GELORA.CO - Mantan Panglima TNI Jenderal (Purn) Gatot Nurmantyo bertemu Presiden Jokowi di Istana Negara Jakarta, menjadi pembicaraan hangat sejumlah kalangan, terutama terkait dukungan Gatot pada Pilpres 2019 mendatang. Meski Gatot menyatakan belum menentukan sikap di pilpres, namun sejumlah kalangan berspekulasi pertemuan tersebut terkait dukungan pada pilpres nanti.
Menurut pengamat politik dari Universitas Kristen Indonesia (UKI) Jakarta, Sidratahta Mukhtar, mantan Panglima TNI itu tidak akan merapat ke dalam barisan Capres Jokowi-Ma’ruf Amin.
“Alasannya, visi besarnya Gatot, banyak yang tidak sejalan dengan Jokowi. Sebagai Contoh Jokowi ingin bangun kerjasama yang lebih erat dengan China, sedangkan Gatot mencurigai China sebagai ancaman dan proxy Indonesia. Sehingga cara pandang keduanya jelas beda,” kata Sidratahta Mukhtar kepada Harian Terbit. Rabu (30/1/2019).

== Yang Harus Dikerjakan ==
a - Tulis ulang tanpa perubahan bagian berita tentang pertemuan Gatot Nurmantyo yang diawali kata-kata berisi "GELORA.CO - Mantan" dan diakhiri dengan "Terbit. Rabu (30/1/2019).".
b - Jawab pertanyaan berikut berdasarkan berita tentang pertemuan Gatot Nurmantyo.
(i) Di mana Gatot Nurmantyo bertemu Presiden Jokowi?
(ii) Dari universitas mana pengamat politik Sidratahta Mukhtar berasal?
(iii) Kepada media apa Sidratahta Mukhtar menyampaikan pendapatnya?
c - Menurut berita tentang pertemuan Gatot Nurmantyo, mengapa Sidratahta Mukhtar menilai Gatot tidak akan bergabung dengan barisan Capres Jokowi-Ma'ruf Amin? Jelaskan dalam satu sampai tiga kalimat.

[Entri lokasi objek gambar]

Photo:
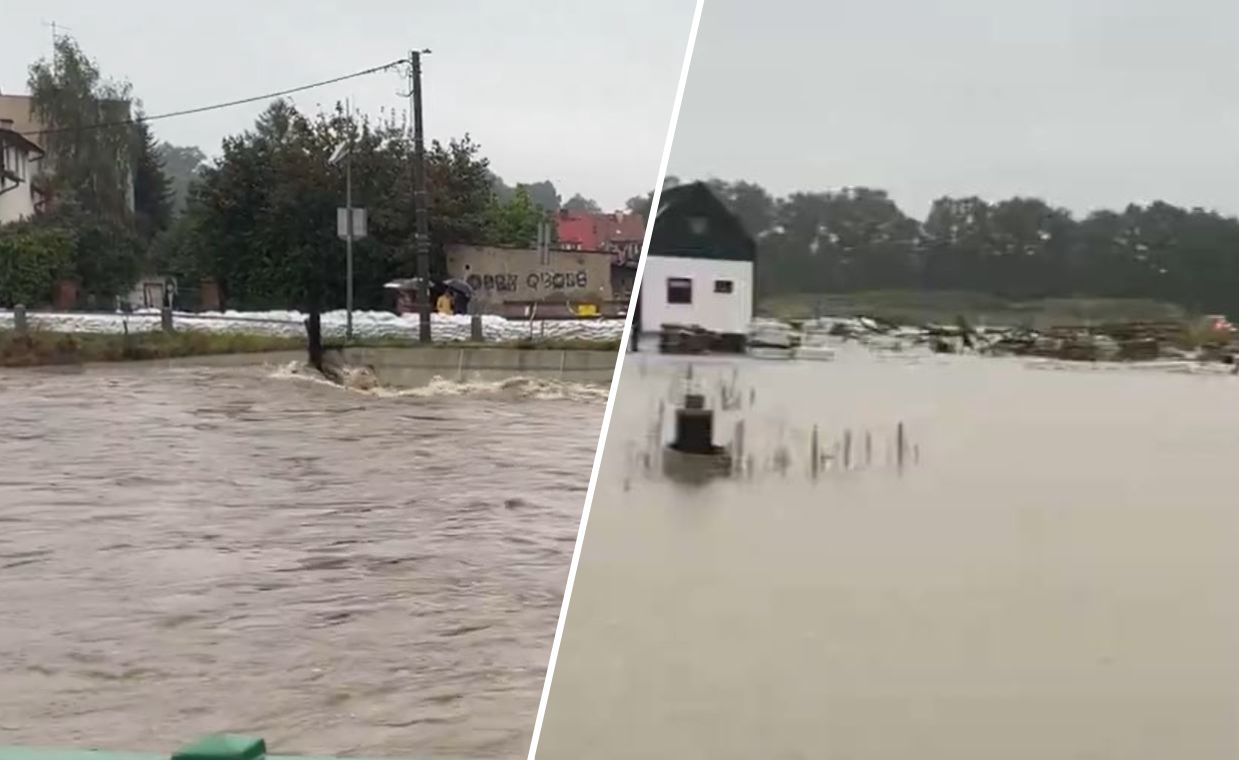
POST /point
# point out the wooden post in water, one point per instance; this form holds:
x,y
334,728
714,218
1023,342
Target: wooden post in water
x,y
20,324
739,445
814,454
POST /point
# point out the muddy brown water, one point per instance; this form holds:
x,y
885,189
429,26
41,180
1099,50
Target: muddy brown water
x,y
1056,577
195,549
...
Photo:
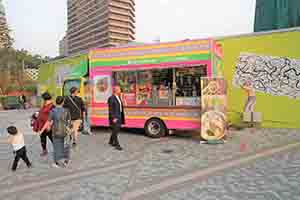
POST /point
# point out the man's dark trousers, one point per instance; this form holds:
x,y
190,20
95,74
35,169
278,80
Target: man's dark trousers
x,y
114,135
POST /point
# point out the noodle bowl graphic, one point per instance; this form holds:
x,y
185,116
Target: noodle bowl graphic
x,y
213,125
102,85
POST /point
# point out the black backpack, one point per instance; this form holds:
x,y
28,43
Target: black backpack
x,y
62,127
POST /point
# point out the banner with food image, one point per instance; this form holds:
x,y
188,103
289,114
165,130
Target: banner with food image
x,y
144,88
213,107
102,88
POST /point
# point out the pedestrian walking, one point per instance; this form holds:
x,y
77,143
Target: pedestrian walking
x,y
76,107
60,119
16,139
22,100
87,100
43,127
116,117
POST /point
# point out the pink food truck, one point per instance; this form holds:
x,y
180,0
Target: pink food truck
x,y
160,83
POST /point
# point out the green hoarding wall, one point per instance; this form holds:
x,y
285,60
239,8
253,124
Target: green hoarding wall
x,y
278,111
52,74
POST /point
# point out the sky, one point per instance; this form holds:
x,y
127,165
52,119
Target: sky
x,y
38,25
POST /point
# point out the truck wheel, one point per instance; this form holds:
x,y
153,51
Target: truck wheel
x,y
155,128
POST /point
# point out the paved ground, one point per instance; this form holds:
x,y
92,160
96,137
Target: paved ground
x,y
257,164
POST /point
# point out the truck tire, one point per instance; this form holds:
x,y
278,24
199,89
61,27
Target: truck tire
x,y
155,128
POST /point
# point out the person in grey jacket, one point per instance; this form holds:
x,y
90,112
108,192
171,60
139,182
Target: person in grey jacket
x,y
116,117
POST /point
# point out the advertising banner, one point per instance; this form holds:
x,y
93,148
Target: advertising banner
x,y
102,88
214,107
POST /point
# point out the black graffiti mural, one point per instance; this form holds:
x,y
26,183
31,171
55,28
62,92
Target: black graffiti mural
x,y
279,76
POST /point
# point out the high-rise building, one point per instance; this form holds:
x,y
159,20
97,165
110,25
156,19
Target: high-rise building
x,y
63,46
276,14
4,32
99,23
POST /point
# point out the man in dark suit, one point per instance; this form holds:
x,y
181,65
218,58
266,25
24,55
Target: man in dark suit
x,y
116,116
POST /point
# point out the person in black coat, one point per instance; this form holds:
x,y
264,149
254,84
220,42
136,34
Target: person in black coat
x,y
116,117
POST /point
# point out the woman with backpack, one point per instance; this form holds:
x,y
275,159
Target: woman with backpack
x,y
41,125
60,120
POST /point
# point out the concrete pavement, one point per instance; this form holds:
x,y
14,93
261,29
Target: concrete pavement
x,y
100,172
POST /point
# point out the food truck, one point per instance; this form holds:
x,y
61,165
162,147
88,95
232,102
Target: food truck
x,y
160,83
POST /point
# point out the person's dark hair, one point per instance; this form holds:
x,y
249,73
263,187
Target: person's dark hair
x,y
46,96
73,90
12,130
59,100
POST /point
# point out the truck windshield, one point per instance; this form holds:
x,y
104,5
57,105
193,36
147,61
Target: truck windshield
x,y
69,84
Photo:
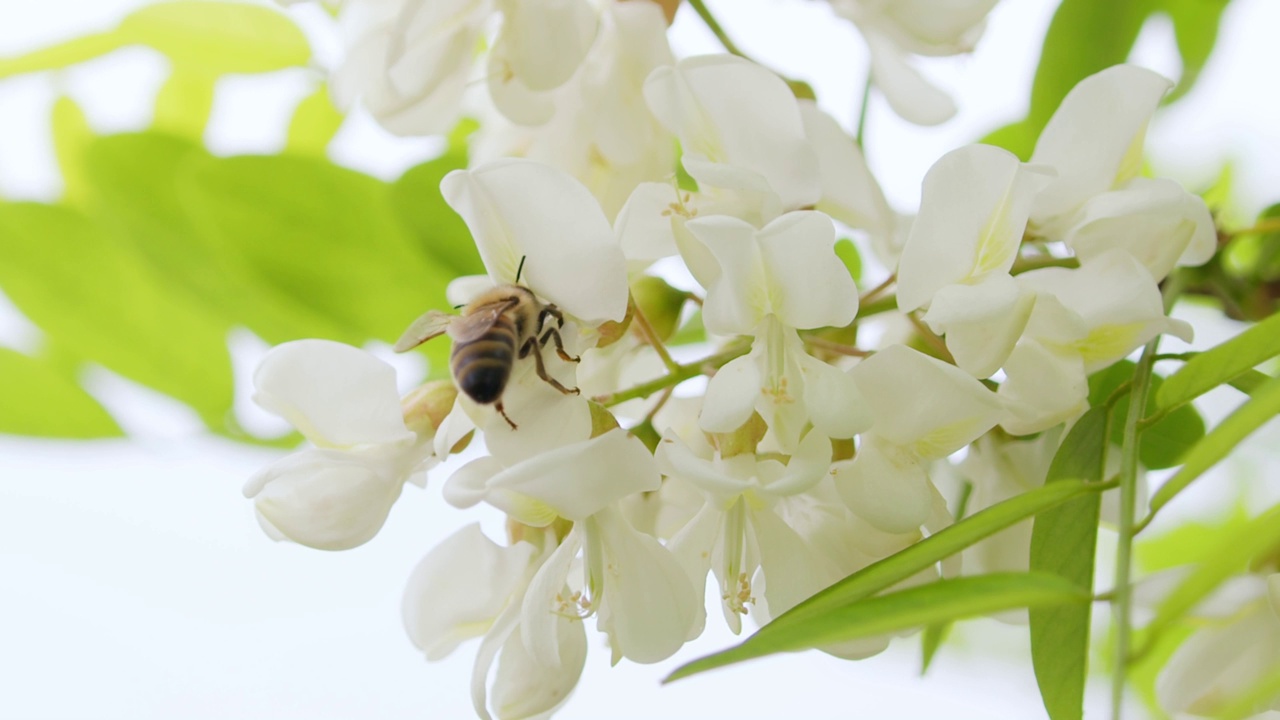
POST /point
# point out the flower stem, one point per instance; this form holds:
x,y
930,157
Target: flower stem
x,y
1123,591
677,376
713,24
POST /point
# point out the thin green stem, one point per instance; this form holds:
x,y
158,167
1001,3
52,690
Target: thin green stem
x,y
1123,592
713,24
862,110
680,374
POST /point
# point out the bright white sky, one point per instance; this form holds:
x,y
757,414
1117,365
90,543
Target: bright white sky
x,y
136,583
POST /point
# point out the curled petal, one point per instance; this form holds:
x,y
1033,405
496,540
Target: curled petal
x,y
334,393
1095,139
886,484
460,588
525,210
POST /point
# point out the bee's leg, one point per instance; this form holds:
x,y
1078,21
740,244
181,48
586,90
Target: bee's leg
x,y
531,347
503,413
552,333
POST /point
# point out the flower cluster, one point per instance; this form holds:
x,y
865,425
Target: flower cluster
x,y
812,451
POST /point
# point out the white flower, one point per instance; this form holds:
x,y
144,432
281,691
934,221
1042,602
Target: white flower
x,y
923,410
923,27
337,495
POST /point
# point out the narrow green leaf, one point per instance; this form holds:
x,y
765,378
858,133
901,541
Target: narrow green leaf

== Kumpulan Jawaban ==
a -
GELORA.CO - Mantan Panglima TNI Jenderal (Purn) Gatot Nurmantyo bertemu Presiden Jokowi di Istana Negara Jakarta, menjadi pembicaraan hangat sejumlah kalangan, terutama terkait dukungan Gatot pada Pilpres 2019 mendatang. Meski Gatot menyatakan belum menentukan sikap di pilpres, namun sejumlah kalangan berspekulasi pertemuan tersebut terkait dukungan pada pilpres nanti.
Menurut pengamat politik dari Universitas Kristen Indonesia (UKI) Jakarta, Sidratahta Mukhtar, mantan Panglima TNI itu tidak akan merapat ke dalam barisan Capres Jokowi-Ma’ruf Amin.
“Alasannya, visi besarnya Gatot, banyak yang tidak sejalan dengan Jokowi. Sebagai Contoh Jokowi ingin bangun kerjasama yang lebih erat dengan China, sedangkan Gatot mencurigai China sebagai ancaman dan proxy Indonesia. Sehingga cara pandang keduanya jelas beda,” kata Sidratahta Mukhtar kepada Harian Terbit. Rabu (30/1/2019).

b -
(i) Di Istana Negara Jakarta.
(ii) Universitas Kristen Indonesia (UKI) Jakarta.
(iii) Kepada Harian Terbit.

c - Menurutnya, banyak bagian dari visi besar Gatot tidak sejalan dengan Jokowi. Contohnya, Jokowi ingin membangun kerja sama yang lebih erat dengan China, sedangkan Gatot mencurigai China sebagai ancaman dan proxy Indonesia, sehingga cara pandang keduanya jelas berbeda.